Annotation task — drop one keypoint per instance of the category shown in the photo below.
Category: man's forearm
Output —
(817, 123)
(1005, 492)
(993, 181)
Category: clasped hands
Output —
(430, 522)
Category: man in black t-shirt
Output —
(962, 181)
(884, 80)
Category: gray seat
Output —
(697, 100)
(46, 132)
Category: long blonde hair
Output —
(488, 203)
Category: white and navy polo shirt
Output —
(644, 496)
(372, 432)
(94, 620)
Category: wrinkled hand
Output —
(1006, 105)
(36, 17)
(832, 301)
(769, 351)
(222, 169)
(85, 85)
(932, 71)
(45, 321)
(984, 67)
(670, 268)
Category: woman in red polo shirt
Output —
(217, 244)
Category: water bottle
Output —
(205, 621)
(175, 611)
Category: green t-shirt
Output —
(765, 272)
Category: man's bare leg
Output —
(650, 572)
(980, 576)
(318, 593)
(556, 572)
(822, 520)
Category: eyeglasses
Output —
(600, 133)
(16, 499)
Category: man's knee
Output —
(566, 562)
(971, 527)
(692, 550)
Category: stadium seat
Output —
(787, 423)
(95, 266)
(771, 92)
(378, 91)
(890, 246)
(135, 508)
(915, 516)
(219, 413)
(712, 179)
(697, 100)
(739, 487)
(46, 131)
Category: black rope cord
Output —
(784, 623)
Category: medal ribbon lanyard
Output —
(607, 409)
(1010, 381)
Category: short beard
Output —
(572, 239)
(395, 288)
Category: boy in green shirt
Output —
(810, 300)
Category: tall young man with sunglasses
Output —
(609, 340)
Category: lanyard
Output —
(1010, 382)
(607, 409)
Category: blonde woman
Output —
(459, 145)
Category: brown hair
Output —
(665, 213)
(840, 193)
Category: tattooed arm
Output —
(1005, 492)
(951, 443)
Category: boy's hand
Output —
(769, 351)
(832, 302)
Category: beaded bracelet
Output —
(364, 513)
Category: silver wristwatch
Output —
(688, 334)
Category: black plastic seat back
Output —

________________________

Assigned task |
Could you write out exactly the lines above, starting at the first one and ending with the line that has "Category: stadium seat"?

Output of the task |
Annotation task — drop one keypoint per instance of the category shown in the photo below.
Category: man's forearm
Output —
(817, 123)
(1005, 492)
(993, 181)
Category: clasped hands
Output —
(430, 522)
Category: man in black t-shirt
Output —
(962, 181)
(884, 80)
Category: gray seat
Output —
(697, 100)
(46, 132)
Category: long blonde hair
Output —
(488, 203)
Category: white and navy polo shirt
Output —
(644, 496)
(372, 432)
(94, 620)
Category: wrinkled hand
Output —
(1006, 105)
(36, 17)
(832, 301)
(769, 351)
(222, 169)
(85, 85)
(932, 71)
(45, 321)
(984, 67)
(670, 268)
Category: woman in red polo shirt
Output —
(217, 244)
Category: water bottle
Output —
(205, 621)
(175, 611)
Category: green t-shirt
Output —
(765, 272)
Category: man's bare leg
Output —
(650, 572)
(980, 576)
(318, 593)
(556, 572)
(822, 520)
Category: eyeglasses
Output —
(600, 133)
(16, 499)
Category: man's knee
Output —
(566, 562)
(971, 527)
(692, 550)
Category: stadium seat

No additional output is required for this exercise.